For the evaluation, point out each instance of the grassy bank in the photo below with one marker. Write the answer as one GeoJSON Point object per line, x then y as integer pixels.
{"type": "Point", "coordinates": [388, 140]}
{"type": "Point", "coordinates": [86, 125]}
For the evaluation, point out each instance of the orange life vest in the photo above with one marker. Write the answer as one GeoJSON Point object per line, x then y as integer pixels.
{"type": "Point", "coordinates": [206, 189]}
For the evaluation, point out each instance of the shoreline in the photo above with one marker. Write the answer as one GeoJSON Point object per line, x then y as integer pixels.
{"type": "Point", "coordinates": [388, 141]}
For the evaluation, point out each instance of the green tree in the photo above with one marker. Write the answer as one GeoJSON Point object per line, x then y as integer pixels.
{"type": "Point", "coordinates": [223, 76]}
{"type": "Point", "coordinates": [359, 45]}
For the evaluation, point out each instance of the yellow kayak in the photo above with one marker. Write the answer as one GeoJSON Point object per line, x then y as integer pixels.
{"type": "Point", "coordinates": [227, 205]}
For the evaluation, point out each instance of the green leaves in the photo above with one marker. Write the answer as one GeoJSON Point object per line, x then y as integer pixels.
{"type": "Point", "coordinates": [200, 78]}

============

(Goal):
Give the listing above again with "marker" replaced by "dot" throughout, leaving everything else unchanged.

(Complete response):
For the evaluation, point out each instance of the grassy bank in the photo below with one dot. Write the answer as one GeoJSON Point object per line, x then y as integer pixels.
{"type": "Point", "coordinates": [388, 140]}
{"type": "Point", "coordinates": [86, 125]}
For the evaluation, point out each instance of the orange life vest in the photo above with one dot. Write the answer as one GeoJSON Point object per line, x then y as integer pixels.
{"type": "Point", "coordinates": [206, 189]}
For the evaluation, point out each instance of the shoreline in the photo above with one dot. Write the answer as one GeoJSON Point object per line, x then y as integer pixels.
{"type": "Point", "coordinates": [388, 141]}
For the evaluation, point out each instance of the green tree in the photo above with one dot. Write the answer as one GeoJSON Point object per line, x then y as integer pixels.
{"type": "Point", "coordinates": [223, 76]}
{"type": "Point", "coordinates": [359, 45]}
For the evaluation, point out each instance of the yellow kayak in the photo above with one dot. Write the answer as one GeoJSON Point object per line, x then y as integer pixels.
{"type": "Point", "coordinates": [227, 205]}
For the evaluation, point out each instance of the green leaves in the photo above with one dot. Write the answer as one GeoJSON Point object per line, x then y as integer pixels.
{"type": "Point", "coordinates": [200, 78]}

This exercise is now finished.